> **RECORDS TO PROCESS**:
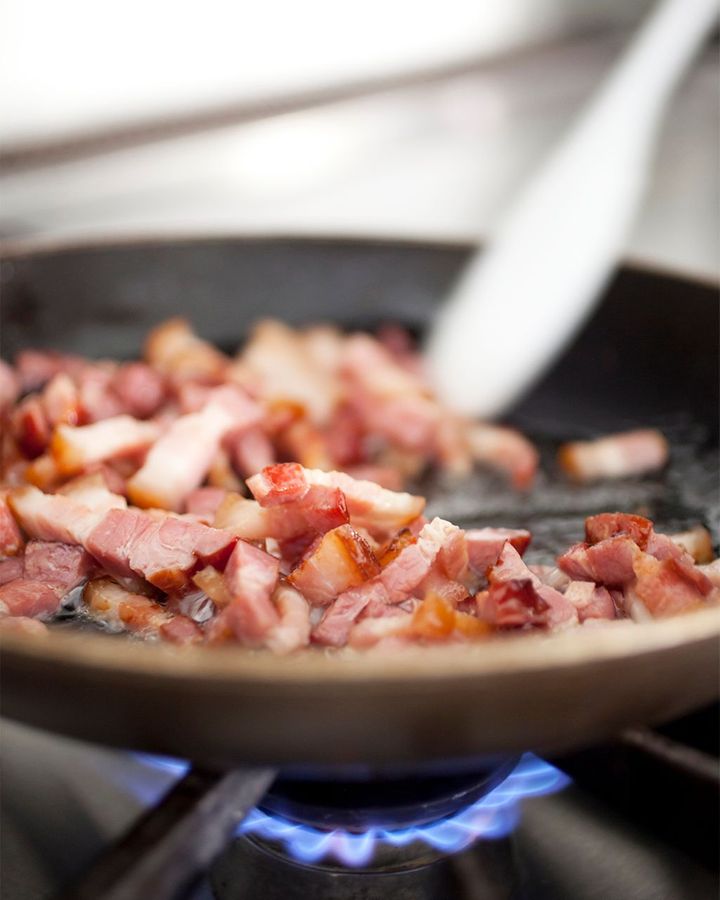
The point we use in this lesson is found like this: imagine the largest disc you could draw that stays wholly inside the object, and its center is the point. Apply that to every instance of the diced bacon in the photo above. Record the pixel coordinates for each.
(697, 542)
(140, 389)
(61, 401)
(413, 564)
(75, 448)
(251, 451)
(369, 505)
(370, 632)
(610, 525)
(341, 560)
(36, 367)
(11, 541)
(178, 462)
(284, 370)
(212, 583)
(30, 427)
(590, 601)
(485, 545)
(510, 566)
(11, 568)
(517, 597)
(552, 576)
(321, 510)
(338, 619)
(251, 576)
(389, 551)
(22, 625)
(453, 558)
(205, 502)
(293, 629)
(609, 562)
(221, 473)
(9, 386)
(25, 597)
(54, 517)
(175, 350)
(122, 610)
(97, 399)
(615, 456)
(504, 449)
(515, 603)
(385, 476)
(666, 587)
(112, 540)
(391, 401)
(282, 483)
(63, 566)
(164, 550)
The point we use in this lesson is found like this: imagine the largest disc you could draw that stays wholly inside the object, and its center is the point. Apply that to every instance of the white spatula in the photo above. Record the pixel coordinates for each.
(519, 302)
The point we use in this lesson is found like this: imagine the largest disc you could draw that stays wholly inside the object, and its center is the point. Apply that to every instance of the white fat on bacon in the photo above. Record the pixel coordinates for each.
(74, 448)
(55, 517)
(369, 505)
(615, 455)
(179, 461)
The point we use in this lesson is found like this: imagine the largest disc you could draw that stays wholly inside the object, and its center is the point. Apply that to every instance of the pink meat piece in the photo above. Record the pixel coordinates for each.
(371, 632)
(179, 461)
(25, 597)
(615, 456)
(97, 399)
(341, 559)
(11, 568)
(320, 510)
(54, 517)
(669, 586)
(504, 449)
(204, 502)
(36, 367)
(485, 545)
(369, 505)
(251, 451)
(9, 386)
(122, 610)
(279, 363)
(293, 629)
(30, 427)
(661, 546)
(165, 550)
(63, 566)
(609, 562)
(590, 600)
(517, 597)
(609, 525)
(74, 449)
(11, 541)
(339, 618)
(414, 562)
(61, 401)
(712, 572)
(251, 576)
(139, 388)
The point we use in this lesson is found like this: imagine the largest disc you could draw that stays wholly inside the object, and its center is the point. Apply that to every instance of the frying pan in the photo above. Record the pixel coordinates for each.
(648, 357)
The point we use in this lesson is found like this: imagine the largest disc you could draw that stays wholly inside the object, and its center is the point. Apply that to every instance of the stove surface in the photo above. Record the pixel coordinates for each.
(63, 802)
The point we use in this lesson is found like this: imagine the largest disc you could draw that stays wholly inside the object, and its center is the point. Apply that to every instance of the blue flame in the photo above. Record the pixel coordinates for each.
(493, 816)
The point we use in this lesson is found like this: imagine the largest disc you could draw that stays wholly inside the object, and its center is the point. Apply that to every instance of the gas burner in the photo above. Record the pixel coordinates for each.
(394, 825)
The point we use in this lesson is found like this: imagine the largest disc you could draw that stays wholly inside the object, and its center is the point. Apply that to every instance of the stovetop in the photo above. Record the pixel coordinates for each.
(639, 821)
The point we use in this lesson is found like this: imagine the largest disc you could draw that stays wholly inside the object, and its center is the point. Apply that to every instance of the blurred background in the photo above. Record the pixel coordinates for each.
(382, 118)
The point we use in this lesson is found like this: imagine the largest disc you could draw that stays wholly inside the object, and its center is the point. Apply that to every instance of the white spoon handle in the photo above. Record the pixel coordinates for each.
(517, 304)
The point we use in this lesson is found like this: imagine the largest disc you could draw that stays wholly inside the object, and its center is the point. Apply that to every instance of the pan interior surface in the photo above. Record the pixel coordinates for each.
(647, 358)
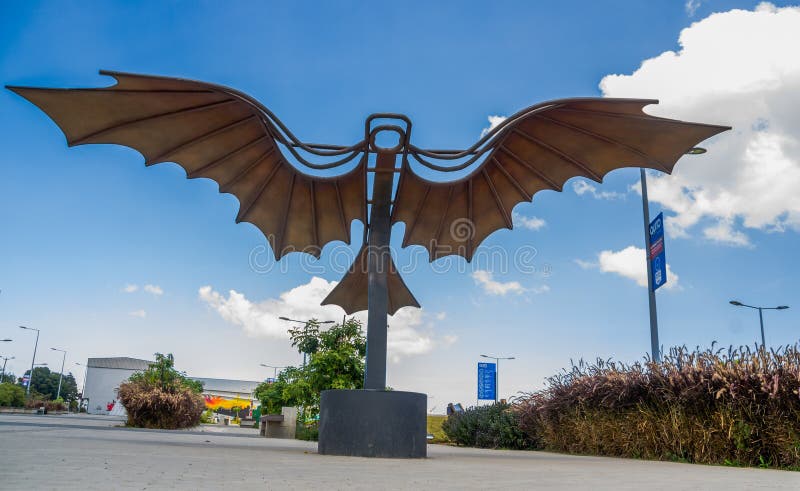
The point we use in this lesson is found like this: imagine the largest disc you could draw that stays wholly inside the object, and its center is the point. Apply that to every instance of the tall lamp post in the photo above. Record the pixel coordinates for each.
(61, 375)
(497, 371)
(5, 360)
(275, 373)
(305, 323)
(760, 315)
(33, 360)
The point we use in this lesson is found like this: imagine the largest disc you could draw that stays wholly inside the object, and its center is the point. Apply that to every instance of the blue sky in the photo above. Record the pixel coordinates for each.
(80, 225)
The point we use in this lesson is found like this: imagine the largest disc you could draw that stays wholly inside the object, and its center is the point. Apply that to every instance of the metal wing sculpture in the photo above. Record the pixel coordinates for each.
(225, 135)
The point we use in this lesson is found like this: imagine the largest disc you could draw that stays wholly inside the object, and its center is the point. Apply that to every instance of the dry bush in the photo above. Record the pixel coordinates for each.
(150, 406)
(734, 407)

> **TO BE DONE**: Write out all of the records above word for word, leaving out the pictures.

> **EXPECTED ANSWER**:
The point we use in this lesson is found like this: imagine the largest disc you could draw that stays wholly inside the object, and its center is the point. Apply that to every instance of the diced bacon in the photo above. Record the pixel coordinates for each.
(697, 542)
(140, 389)
(61, 401)
(413, 564)
(75, 448)
(251, 451)
(369, 505)
(370, 632)
(610, 525)
(341, 560)
(36, 367)
(11, 541)
(178, 462)
(284, 370)
(212, 583)
(30, 427)
(590, 601)
(485, 545)
(510, 566)
(11, 568)
(517, 597)
(552, 576)
(321, 510)
(338, 619)
(251, 576)
(389, 551)
(22, 625)
(453, 558)
(205, 502)
(293, 629)
(609, 562)
(221, 473)
(9, 386)
(25, 597)
(54, 517)
(175, 350)
(122, 610)
(97, 399)
(615, 456)
(504, 449)
(515, 603)
(385, 476)
(666, 587)
(112, 540)
(391, 401)
(282, 483)
(63, 566)
(164, 550)
The point we use in this lesson is found like this: imagine the largest disc you could draw that stays wholly inside the object, and its center is the point. Apply that to every instance of the white spatula in the photo above. Record the pixel coordinates for each.
(519, 302)
The point we use in this lesson is found like this: imagine the largest disc you could draw that stays wholly inside the object, and its center is the point. Apply that to every instance of the white fat on bacon in the photo above. Record the pixel coordinates for each.
(74, 448)
(55, 517)
(369, 505)
(615, 455)
(179, 461)
The point we use in this lesson is found like this: imagine the largest disc you could draw that stays wholly inside the object, and its center is the point. Apply that to every instance of the pink meat piece in the photo above. Record the pixel coordinates for each.
(371, 632)
(179, 461)
(25, 597)
(615, 456)
(97, 399)
(341, 559)
(11, 568)
(320, 510)
(54, 517)
(669, 586)
(504, 449)
(204, 502)
(36, 367)
(485, 545)
(369, 505)
(251, 451)
(9, 386)
(122, 610)
(279, 363)
(293, 629)
(30, 427)
(661, 546)
(165, 550)
(63, 566)
(609, 562)
(590, 600)
(517, 597)
(609, 525)
(74, 449)
(11, 541)
(339, 618)
(414, 562)
(61, 401)
(712, 572)
(251, 576)
(139, 388)
The point we use in this lesson is found like this: imagine the largest disc you could draw that stays wholly inside the object, and its center is the point. Apply that to every instance of the frying pan in the photo above. Record the pixel coordinates for each.
(648, 357)
The point we use in this lesson is found like this: imagine the largest disc you could draw that stays wholly inside the object, and its center is the point. Apply that to every instance of the stove surface in the photo above. Record the pixel coordinates for each.
(63, 802)
The point we use in this lesson is found like this: imagine the largest disc you could draw that stays wholly inside the object, and its center is the point. Apply that to every instance of the blue flame in the photo above. Record the pixel coordinates for each.
(493, 816)
The point we use in this lesson is found like this: imagine the largest disc you could draw that stays wholly inside the object, and its center is the point. Apply that to every instance of the gas burner in the photo above. Record the pixel coordinates for each.
(394, 825)
The point we use in this lesson is found like this: imagine the largest disc you could draw that stays wholly inside the object, and its center is the point. Apply that to every instance of the stovetop in the photo above. Record the pixel coordinates for each.
(639, 821)
The point we use in this lesson is found like this: imagine the largest disc you could draw that stays wholly inside the object, and its center is the point. Apply that to every instance of the blurred background in the photo above. Record the pixel coordinates for each.
(382, 118)
The point we use in this lesson is found like this: imagine the largest disc you could draw that stays wholly inside the object, and its center is the point. Apply that to every instance of the white spoon handle in the photo above. Record the pixel coordinates for each.
(517, 304)
The point we use in this lesson is found like this: imagine the largest disc you could draw that stays wholly inside the object, and its center is the point. Apply that to every instance of the pan interior surface in the photo above. Record the pixel coordinates for each.
(647, 358)
The point we use in this lesson is found like this: imagine the largest disc you could draw that stays wholly inside the object, and its center is the point. Apply that to every instance of the tall lamp post in the photo above. Record the pixel coordinates for each.
(61, 375)
(497, 371)
(5, 360)
(275, 373)
(305, 323)
(760, 315)
(33, 360)
The point we use in this lesson is found like this: imagine the largest disc you could draw that stays wholly inside the object, and its center is the point. Apply that to every instance of the blue sky in the photo above. Record the pixel coordinates for each.
(80, 225)
The point we use in this lesson is found like this: imagine the largest disc you could draw that stays wholly inside the object, and its center is the point. Apply that to every instance of the metal wing sculpture in the photo above. Record the pixel coordinates for each.
(225, 135)
The point we use in this lesson is found like this: imagine the largest disc you could draw that stays wholly inside the object, and its center is the point. Apply that to every instance of the dry bush in the photo above. Record the pixel coordinates for each.
(150, 406)
(734, 407)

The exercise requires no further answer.